Stored items from a collection

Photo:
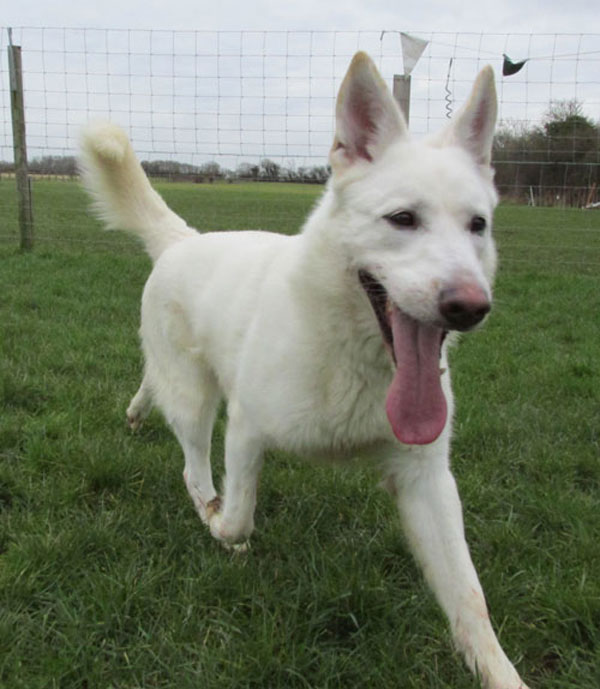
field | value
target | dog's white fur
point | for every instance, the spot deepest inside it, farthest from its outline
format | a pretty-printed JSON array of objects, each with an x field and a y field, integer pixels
[{"x": 283, "y": 330}]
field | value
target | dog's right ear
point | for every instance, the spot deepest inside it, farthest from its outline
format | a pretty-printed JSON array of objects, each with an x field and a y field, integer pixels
[{"x": 367, "y": 116}]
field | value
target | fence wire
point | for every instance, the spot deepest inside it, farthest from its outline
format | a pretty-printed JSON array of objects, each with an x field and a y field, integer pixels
[{"x": 205, "y": 105}]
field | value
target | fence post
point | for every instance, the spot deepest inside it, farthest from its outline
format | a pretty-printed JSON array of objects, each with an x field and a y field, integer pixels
[
  {"x": 402, "y": 93},
  {"x": 20, "y": 145}
]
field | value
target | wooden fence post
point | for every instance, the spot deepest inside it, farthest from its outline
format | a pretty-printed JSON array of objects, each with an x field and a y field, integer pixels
[{"x": 20, "y": 145}]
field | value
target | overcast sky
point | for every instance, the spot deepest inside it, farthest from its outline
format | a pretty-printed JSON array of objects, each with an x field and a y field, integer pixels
[
  {"x": 166, "y": 90},
  {"x": 487, "y": 16}
]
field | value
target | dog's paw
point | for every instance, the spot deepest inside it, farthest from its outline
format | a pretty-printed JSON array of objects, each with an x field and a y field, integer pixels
[
  {"x": 134, "y": 421},
  {"x": 234, "y": 540}
]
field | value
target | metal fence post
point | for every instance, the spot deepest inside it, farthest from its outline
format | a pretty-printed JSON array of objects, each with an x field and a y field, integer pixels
[
  {"x": 20, "y": 145},
  {"x": 402, "y": 93}
]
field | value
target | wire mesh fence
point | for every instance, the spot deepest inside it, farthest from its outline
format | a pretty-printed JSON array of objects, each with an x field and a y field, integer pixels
[{"x": 254, "y": 105}]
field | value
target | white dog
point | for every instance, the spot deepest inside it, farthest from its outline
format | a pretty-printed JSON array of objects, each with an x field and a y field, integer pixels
[{"x": 331, "y": 342}]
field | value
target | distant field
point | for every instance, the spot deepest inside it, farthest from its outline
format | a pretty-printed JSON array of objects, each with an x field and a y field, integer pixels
[{"x": 107, "y": 578}]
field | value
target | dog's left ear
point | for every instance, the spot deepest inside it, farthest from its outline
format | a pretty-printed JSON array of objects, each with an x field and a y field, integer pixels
[
  {"x": 474, "y": 124},
  {"x": 367, "y": 116}
]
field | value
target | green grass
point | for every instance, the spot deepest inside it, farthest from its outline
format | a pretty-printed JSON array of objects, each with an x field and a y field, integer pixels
[{"x": 108, "y": 579}]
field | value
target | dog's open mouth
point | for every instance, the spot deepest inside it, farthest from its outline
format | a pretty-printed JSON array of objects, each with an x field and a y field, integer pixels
[{"x": 415, "y": 405}]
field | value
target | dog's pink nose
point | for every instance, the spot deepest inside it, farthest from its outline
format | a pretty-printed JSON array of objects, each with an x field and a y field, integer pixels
[{"x": 464, "y": 306}]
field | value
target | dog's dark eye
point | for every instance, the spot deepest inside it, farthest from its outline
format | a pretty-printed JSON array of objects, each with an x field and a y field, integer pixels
[
  {"x": 478, "y": 225},
  {"x": 404, "y": 219}
]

TASK TO COMPLETE – Looking through the data above, copy out each line in which the string "white" occurs.

FINAL ANSWER –
target | dog's white fur
target | white dog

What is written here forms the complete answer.